Para a artista é importante ultrapassar as referências do Renascimento, e as castrações da igreja católica perante a figura da sereia, que passou a ser representada com as genitais cobertas. E a sua cauda, que antes dividia-se em duas pernas escamosas, se unifica desde a cintura até os pés. A artista, Thiá Sguoti, se interessa por uma narrativa mais disruptiva sobre o tema, e relembra a produção do surrealista René Magritte que retratou a figura do "peixe ao inverso", ou seja, com a cabeça de peixe mas com as pernas e genitais novamente à mostra. A artista deseja, afinal, conectar-se aos avanços mais progressistas sobre corporeidades e suas performances sociais. Desvendando e fabulando hipóteses ao redor da figura da sereia que já refletiram questões espirituais e sociais de determinadas épocas e que atualmente, sob a óptica queer da artista, seguem acontecendo na contemporaneidade.
Como em um jogo de memória, o seu ateliê abriga um altar repleto de pequenas estátuas de sereias, de diferentes nacionalidades e religiões. Uma das esculturas é escolhida para preencher a primeira esquina do espaço expositivo, do viveiro, com cor branca e visualmente discreta, chega a camuflar-se com a cor das paredes. A diversidade de religiosidades manifesta-se nas obras "Oṣun", e "Yemọja", cujo título é escrito em idioma Iorubá, e suas cores metalizadas, como as escamas, ganham as cores: dourado e prata, emulando as referências das entidades religiosas de matriz africana, expograficamente dispostas, uma em seguida da outra, como irmãs.
E no outro canto, do lado direito no chão, está a obra "Estudo fossilizado de uma sereia", que nada mais é do que o molde que dá origem às barbatanas, estas, que também encontram-se exibidas em Vivarium, e dão o visual de observatório de sereias. Thiá manifesta o seu grande interesse pela moda e sua habilidade adquirida com o jogo do molde e contramolde, realiza moldes de seu próprio corpo que dá origem às impactantes caudas de sereia. Como vemos, na obra "Terra sem Mar" da série Farsa-Fantasia, que encontra-se visualmente em destaque nesta exposição, e pendurada do teto ao chão.

- **Itens de uma fonte de dados**

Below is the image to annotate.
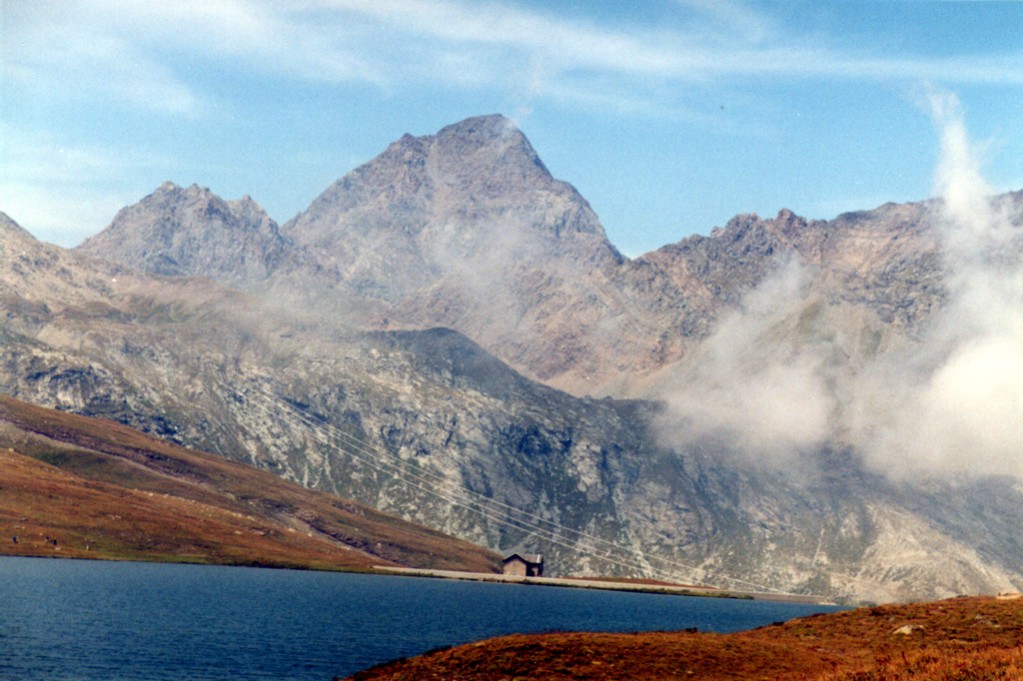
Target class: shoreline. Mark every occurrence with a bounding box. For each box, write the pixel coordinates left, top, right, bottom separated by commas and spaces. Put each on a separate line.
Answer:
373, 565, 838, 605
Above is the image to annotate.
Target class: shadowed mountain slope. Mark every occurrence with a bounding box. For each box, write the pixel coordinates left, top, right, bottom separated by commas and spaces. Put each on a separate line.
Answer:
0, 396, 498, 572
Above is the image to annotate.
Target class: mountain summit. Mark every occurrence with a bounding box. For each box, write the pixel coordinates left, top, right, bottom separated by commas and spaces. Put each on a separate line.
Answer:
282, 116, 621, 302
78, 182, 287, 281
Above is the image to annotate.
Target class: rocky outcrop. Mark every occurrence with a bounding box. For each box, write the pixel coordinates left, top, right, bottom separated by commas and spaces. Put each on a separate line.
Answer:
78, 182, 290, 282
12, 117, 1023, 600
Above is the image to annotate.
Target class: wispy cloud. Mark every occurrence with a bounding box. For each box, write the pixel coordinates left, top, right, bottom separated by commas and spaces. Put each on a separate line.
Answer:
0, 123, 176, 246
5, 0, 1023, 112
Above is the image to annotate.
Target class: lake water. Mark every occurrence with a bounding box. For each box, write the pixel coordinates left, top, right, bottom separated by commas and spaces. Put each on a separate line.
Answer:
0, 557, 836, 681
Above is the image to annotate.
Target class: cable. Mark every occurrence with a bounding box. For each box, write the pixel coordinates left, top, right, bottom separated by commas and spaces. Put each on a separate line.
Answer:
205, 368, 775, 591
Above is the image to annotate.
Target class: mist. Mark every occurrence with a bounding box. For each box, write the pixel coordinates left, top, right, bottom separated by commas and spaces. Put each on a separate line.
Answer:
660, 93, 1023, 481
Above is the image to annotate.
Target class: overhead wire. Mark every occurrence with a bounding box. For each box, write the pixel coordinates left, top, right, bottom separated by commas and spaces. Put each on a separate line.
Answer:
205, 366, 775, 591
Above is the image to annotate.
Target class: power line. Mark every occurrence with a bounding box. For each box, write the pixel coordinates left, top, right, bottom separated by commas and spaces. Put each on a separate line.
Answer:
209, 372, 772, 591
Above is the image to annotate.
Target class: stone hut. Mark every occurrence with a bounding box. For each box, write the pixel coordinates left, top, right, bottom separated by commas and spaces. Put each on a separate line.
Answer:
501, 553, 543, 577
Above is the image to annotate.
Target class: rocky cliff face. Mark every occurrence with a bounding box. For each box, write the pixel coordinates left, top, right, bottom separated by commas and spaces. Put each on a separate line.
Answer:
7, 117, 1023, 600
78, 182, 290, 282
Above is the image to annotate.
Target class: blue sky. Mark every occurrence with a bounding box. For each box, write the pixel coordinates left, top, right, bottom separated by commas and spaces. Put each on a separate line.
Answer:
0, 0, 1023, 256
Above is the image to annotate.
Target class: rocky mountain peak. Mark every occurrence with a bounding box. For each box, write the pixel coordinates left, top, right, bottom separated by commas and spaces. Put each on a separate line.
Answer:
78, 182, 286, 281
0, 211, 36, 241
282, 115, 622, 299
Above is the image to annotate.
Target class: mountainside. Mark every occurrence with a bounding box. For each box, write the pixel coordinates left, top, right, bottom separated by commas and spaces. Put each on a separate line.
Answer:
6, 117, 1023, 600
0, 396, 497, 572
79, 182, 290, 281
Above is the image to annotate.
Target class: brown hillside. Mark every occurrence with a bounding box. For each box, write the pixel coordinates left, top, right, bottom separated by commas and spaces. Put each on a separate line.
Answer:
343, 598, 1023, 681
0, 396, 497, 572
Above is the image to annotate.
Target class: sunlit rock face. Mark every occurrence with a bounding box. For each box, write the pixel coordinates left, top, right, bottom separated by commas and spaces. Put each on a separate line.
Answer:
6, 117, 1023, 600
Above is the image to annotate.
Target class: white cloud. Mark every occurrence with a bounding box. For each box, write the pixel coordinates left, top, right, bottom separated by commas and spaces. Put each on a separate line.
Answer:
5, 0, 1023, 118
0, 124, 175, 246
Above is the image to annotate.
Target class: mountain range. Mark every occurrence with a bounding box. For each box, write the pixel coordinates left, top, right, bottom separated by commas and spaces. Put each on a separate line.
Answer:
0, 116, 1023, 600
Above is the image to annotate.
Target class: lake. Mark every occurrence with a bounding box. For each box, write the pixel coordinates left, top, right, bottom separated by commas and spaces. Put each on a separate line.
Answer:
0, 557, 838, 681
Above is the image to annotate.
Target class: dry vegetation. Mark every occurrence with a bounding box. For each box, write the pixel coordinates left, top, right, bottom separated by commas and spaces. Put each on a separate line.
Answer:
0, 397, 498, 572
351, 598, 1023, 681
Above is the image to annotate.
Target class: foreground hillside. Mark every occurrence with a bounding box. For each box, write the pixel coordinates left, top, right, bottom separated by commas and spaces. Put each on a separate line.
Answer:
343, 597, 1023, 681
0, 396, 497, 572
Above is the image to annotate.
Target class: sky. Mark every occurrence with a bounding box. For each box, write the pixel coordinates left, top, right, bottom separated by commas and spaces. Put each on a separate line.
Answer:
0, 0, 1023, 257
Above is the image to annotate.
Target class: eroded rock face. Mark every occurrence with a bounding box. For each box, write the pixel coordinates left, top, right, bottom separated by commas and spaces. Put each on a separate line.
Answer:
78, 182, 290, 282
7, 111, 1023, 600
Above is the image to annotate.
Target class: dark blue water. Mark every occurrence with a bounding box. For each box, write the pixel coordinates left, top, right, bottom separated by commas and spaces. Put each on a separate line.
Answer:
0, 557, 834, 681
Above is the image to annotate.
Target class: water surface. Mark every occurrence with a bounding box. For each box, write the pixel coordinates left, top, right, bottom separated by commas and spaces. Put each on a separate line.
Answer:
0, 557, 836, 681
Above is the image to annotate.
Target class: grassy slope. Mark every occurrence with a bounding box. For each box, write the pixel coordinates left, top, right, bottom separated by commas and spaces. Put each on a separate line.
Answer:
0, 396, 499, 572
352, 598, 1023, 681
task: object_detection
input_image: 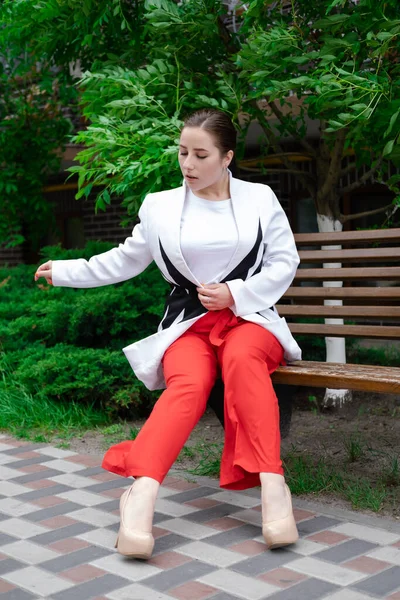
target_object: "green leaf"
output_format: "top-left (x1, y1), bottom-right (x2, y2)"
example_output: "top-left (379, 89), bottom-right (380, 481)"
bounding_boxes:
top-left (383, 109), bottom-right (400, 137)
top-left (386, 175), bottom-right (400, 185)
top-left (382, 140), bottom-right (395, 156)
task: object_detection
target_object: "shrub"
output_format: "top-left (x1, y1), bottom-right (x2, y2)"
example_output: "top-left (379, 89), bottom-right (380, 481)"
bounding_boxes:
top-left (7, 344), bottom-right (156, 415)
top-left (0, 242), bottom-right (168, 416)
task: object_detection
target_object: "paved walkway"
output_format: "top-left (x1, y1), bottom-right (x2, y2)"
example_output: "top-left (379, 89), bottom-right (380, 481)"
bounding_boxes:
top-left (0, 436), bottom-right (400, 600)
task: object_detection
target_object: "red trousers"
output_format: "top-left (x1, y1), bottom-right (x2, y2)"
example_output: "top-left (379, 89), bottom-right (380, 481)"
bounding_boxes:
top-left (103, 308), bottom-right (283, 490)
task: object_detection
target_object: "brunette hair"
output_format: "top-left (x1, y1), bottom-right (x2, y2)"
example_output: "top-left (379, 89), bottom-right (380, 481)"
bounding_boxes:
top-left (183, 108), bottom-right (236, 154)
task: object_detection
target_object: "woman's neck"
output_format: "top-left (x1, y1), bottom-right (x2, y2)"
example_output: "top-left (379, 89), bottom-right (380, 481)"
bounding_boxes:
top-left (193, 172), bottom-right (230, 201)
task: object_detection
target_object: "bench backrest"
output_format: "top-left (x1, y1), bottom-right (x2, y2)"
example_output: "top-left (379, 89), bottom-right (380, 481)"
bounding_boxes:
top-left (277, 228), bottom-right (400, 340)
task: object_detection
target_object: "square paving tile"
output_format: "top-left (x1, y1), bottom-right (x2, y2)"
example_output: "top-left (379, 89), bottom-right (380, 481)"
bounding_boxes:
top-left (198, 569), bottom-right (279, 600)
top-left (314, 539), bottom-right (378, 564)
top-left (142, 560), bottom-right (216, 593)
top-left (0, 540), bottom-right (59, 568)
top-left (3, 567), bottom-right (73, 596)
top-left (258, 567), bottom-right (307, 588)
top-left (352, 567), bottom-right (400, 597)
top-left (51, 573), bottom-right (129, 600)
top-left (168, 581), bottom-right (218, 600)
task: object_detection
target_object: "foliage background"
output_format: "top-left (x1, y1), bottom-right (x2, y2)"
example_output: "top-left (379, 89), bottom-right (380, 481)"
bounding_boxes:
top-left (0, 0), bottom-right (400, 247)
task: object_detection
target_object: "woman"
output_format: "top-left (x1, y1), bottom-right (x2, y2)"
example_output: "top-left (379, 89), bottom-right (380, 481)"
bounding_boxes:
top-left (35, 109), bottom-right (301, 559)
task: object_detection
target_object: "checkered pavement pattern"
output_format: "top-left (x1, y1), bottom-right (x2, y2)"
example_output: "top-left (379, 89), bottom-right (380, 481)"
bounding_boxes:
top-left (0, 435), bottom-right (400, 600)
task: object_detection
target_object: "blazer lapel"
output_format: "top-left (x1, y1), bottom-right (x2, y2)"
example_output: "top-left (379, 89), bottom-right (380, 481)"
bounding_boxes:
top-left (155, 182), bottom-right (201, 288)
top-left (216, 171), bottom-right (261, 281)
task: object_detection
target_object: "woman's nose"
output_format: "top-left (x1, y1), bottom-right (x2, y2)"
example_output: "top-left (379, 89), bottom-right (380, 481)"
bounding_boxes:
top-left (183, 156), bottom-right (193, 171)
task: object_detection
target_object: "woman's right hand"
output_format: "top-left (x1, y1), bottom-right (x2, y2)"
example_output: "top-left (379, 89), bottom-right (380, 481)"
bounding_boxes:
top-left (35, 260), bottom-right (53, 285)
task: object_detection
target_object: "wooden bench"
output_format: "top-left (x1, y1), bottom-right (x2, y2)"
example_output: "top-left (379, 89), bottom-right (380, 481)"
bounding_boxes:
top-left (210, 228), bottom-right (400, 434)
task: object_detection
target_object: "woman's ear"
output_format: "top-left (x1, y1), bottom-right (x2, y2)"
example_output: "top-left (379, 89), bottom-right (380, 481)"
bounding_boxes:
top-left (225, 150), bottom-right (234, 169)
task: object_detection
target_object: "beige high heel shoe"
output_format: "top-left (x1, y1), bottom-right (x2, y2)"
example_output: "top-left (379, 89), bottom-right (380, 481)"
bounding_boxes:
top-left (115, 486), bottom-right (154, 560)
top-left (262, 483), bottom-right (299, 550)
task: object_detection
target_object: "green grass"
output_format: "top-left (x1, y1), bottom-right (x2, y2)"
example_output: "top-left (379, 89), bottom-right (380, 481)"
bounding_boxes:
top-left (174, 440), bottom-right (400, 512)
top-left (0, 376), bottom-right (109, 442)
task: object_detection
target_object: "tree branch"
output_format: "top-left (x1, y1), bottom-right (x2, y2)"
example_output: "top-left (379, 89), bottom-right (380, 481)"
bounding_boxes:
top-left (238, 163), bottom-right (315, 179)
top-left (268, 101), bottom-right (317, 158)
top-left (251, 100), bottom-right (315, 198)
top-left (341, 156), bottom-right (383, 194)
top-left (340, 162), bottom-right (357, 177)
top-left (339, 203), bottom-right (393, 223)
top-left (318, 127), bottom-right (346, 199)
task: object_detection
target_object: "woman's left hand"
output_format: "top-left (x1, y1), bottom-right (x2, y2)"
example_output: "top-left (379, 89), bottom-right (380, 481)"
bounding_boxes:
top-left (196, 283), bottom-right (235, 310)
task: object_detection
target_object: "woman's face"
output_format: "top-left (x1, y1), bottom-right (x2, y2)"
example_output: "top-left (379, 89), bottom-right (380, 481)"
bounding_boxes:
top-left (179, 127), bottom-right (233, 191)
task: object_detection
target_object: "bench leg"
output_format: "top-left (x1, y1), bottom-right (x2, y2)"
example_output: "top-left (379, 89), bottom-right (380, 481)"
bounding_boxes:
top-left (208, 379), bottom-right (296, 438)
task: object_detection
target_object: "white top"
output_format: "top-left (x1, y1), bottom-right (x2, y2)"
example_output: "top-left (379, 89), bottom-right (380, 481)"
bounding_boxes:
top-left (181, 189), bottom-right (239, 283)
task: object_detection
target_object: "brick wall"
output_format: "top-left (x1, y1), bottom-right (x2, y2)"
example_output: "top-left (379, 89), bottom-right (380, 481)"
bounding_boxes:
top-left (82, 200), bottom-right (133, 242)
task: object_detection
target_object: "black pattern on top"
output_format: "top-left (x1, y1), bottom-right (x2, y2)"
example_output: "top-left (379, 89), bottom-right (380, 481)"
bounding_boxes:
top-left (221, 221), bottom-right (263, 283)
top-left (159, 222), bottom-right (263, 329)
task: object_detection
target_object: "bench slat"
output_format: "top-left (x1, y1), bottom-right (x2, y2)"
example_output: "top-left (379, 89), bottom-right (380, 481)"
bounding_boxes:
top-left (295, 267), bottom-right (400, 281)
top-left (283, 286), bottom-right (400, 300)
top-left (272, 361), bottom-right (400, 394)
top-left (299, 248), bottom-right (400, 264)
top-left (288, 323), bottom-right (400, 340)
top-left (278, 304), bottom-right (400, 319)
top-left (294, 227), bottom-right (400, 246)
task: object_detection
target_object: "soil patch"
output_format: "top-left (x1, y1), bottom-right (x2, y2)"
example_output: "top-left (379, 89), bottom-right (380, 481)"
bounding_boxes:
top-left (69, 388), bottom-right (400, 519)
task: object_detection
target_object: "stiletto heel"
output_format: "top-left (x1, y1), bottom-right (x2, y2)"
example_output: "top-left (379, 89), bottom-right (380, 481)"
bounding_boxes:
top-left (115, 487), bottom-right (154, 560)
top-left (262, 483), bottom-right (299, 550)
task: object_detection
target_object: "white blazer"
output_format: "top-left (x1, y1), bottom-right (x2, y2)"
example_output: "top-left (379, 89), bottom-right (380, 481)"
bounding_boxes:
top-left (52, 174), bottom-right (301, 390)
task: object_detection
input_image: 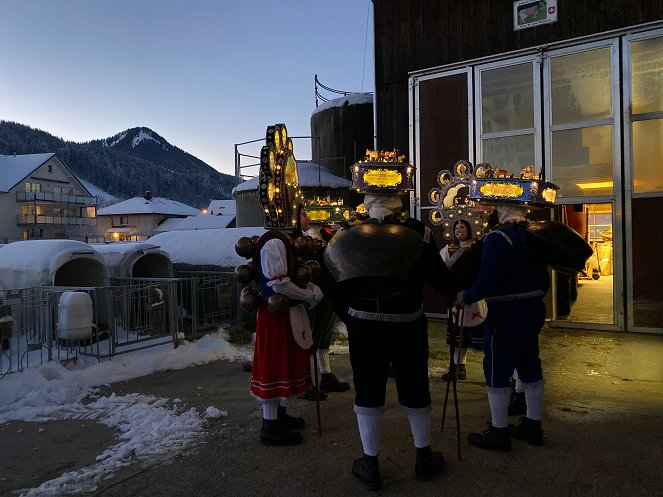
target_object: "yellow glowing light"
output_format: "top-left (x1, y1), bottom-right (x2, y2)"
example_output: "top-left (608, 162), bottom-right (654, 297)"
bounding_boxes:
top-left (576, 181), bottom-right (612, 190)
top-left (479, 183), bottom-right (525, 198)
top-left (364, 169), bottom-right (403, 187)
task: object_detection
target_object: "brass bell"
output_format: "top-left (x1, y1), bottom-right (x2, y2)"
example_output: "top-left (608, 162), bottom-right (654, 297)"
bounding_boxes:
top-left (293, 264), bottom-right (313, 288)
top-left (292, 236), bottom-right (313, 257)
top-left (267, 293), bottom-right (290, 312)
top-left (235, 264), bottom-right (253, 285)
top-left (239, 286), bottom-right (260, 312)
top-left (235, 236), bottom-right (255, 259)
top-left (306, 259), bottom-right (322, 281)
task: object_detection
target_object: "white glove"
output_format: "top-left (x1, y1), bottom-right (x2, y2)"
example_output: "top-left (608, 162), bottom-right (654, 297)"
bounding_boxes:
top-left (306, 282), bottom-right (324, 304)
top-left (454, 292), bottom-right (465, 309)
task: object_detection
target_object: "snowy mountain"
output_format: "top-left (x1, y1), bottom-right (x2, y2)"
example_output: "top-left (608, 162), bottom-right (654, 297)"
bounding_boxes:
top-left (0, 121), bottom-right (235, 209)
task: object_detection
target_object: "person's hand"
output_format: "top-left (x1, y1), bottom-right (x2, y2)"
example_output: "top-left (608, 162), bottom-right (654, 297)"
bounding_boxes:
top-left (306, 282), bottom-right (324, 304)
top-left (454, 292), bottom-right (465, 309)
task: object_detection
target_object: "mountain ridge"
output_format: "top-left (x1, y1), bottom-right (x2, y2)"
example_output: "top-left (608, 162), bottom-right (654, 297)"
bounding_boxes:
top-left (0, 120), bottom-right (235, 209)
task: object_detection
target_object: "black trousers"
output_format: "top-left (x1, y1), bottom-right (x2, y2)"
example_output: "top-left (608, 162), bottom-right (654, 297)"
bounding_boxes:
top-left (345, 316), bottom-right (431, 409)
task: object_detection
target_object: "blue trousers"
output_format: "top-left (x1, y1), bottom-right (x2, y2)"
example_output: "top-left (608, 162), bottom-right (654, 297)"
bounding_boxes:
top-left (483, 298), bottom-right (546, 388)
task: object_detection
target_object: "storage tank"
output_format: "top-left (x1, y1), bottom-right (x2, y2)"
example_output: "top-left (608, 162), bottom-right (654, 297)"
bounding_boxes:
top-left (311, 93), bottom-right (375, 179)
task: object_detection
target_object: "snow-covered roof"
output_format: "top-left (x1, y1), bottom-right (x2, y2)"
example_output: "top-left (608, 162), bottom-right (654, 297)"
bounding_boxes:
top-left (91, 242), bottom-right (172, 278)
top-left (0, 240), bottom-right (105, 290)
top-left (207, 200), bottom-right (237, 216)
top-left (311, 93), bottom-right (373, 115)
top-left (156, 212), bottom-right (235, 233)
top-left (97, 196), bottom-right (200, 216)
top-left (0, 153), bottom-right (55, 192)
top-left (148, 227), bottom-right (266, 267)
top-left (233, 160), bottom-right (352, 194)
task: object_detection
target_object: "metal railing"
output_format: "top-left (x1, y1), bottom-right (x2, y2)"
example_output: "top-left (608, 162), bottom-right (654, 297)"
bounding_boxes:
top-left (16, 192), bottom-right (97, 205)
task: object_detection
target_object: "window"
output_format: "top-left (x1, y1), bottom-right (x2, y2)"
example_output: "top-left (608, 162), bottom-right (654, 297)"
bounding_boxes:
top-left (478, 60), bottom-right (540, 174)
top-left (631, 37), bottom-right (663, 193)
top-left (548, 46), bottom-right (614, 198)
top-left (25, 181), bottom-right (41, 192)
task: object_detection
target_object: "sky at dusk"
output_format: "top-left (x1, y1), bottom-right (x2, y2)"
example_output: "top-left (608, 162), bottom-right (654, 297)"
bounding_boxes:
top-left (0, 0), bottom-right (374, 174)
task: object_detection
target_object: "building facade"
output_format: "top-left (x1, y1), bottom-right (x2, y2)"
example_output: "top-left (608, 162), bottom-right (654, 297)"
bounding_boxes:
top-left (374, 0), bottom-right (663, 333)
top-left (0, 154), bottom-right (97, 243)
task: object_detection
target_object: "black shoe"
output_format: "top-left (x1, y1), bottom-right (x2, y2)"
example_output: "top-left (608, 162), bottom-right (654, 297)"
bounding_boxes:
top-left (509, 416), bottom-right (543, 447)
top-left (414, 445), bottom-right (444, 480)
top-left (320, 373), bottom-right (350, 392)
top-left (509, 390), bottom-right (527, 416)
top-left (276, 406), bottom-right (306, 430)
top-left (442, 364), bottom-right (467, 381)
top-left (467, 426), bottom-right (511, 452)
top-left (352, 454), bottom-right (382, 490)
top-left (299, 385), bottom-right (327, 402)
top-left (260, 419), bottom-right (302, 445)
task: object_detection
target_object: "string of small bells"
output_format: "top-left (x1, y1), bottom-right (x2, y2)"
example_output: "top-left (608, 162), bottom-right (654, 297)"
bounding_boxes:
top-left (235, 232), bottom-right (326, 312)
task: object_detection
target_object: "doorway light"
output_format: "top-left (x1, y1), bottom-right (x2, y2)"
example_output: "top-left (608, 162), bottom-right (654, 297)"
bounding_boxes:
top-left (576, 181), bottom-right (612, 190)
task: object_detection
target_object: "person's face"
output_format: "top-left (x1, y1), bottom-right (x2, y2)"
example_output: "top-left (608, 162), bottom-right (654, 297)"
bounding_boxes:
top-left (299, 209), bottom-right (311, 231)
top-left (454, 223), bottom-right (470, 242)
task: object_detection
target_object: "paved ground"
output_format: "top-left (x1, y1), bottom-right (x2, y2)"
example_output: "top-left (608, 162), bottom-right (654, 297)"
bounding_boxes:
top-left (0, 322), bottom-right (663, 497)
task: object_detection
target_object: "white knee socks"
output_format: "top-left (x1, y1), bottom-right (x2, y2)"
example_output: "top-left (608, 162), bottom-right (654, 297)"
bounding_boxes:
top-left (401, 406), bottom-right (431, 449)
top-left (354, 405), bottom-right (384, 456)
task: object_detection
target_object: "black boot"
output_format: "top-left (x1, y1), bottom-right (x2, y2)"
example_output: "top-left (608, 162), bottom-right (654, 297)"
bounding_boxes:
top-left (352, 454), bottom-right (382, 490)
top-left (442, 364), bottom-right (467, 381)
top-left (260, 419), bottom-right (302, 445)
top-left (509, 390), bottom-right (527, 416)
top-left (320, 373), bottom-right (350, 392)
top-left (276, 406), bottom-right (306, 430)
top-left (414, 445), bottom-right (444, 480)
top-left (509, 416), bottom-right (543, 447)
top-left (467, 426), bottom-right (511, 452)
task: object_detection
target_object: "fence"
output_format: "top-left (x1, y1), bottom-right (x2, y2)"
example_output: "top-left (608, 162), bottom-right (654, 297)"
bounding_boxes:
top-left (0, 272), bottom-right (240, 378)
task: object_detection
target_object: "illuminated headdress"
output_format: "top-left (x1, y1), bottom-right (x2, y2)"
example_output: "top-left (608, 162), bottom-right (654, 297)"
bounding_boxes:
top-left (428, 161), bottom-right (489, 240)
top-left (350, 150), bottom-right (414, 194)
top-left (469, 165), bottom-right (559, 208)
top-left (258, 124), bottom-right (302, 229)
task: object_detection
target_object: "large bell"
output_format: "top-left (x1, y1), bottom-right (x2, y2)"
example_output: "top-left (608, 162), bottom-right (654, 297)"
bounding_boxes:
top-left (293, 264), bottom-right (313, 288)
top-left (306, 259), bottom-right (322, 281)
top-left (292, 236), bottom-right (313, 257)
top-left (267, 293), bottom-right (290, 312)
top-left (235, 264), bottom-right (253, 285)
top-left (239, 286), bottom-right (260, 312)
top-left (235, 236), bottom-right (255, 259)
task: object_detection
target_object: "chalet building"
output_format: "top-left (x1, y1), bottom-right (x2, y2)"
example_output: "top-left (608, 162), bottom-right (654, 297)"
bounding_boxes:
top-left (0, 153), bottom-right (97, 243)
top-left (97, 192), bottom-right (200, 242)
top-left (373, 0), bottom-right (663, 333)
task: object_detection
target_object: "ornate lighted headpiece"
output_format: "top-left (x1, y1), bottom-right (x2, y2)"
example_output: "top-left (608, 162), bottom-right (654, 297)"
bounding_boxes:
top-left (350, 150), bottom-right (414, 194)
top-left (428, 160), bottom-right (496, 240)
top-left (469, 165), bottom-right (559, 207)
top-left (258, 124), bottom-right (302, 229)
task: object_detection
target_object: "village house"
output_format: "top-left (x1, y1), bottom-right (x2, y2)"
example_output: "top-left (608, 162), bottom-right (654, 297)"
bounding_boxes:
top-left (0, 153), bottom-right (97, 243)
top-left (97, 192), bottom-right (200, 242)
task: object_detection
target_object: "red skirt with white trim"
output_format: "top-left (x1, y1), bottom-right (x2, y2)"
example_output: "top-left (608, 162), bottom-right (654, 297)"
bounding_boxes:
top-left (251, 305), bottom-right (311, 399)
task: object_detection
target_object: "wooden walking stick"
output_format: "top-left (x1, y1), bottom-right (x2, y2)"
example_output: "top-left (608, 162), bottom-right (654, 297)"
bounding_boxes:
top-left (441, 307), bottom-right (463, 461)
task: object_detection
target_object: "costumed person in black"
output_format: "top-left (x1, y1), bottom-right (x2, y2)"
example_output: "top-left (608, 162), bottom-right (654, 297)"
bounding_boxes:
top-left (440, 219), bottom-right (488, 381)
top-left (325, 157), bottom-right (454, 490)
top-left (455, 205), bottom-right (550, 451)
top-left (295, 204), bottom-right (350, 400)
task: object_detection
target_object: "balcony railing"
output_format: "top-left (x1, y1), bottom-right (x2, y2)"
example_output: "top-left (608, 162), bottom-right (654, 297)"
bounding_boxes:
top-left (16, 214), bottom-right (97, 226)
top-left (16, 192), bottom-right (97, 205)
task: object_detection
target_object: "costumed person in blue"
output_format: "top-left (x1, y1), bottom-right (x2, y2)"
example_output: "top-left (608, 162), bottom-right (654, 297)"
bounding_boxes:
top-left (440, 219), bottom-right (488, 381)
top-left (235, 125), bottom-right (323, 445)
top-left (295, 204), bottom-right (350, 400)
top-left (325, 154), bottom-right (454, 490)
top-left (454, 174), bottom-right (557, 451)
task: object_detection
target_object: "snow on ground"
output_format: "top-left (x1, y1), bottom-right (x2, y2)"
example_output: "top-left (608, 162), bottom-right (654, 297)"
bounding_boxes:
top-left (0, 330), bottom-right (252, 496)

- **Conjunto de tarefas**
A - No trecho sobre a exposição de Thiá Sguoti, que cores metalizadas recebem as obras "Oṣun" e "Yemọja"?
B - Quais obras de Thiá Sguoti o trecho sobre a exposição da artista cita pelo título? Liste todas.

- **Respostas corretas**
A - Dourado e prata.

B -
"Oṣun"
"Yemọja"
"Estudo fossilizado de uma sereia"
"Terra sem Mar"